Welcome to your weekly update from the Allen & Overy Pensions team, bringing you up to speed on all the latest legal and regulatory developments in the world of occupational pensions. 

Contact us if you would like to receive our weekly audio update or full briefing by email on Monday mornings.

Covid-19 update: DC transfers

The Pensions Regulator (TPR) has updated its Covid-19 guidance to include guidance on transfers of DC benefits (from DC schemes and hybrid schemes). In particular, the new guidance states that:

  • DC transfers are core financial transactions and should be prioritised during the Covid-19 crisis; member requests should be processed as usual. (This is in contrast to TPR’s position on DB transfers, where TPR has said that trustees of DB schemes may suspend CETV quotations and payments – you can read more about DB transfer guidance here and here) Trustees are reminded of pension scam risk and the need for due diligence.
  • Transfers should be processed within a reasonable timeframe – TPR notes that delays may lead to a reduction in transfer values if there is a fall in investment values in that period.
  • Trustees should continue to monitor all transfer activity and liaise with the administrator if there are any capacity issues.
  • Trustees of hybrid schemes should consider how members with both DB and DC benefits would be affected if a temporary transfer suspension is applied to DB benefits, and are reminded to communicate with members about this in line with TPR’s earlier guidance on communicating with members.

What you need to do >>
1. Reproduce from the pensions update, word for word, the passage running from "Welcome to your" up to and including "on Monday mornings.".
2. Decide whether each statement agrees with the pensions update, answering yes or no and quoting the deciding words: (a) Member requests for DC transfers should be processed as usual. (b) Delays in processing transfers may lead to an increase in transfer values. (c) Trustees should liaise with the administrator if there are any capacity issues.
The material that comes next is separate from the pensions update and unrelated to it.

Data shown >>
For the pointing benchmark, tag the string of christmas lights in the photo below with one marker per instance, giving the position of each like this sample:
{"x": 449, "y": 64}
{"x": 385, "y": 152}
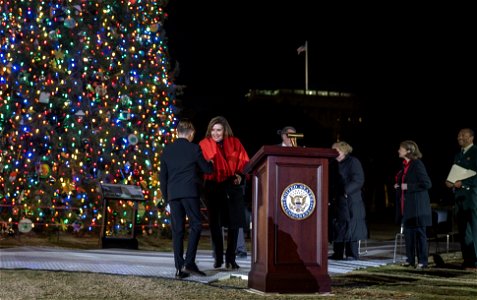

Results by task >>
1.
Welcome to your weekly update from the Allen & Overy Pensions team, bringing you up to speed on all the latest legal and regulatory developments in the world of occupational pensions. 

Contact us if you would like to receive our weekly audio update or full briefing by email on Monday mornings.

2.
(a) Yes: "member requests should be processed as usual"
(b) No: "delays may lead to a reduction in transfer values if there is a fall in investment values in that period"
(c) Yes: "liaise with the administrator if there are any capacity issues"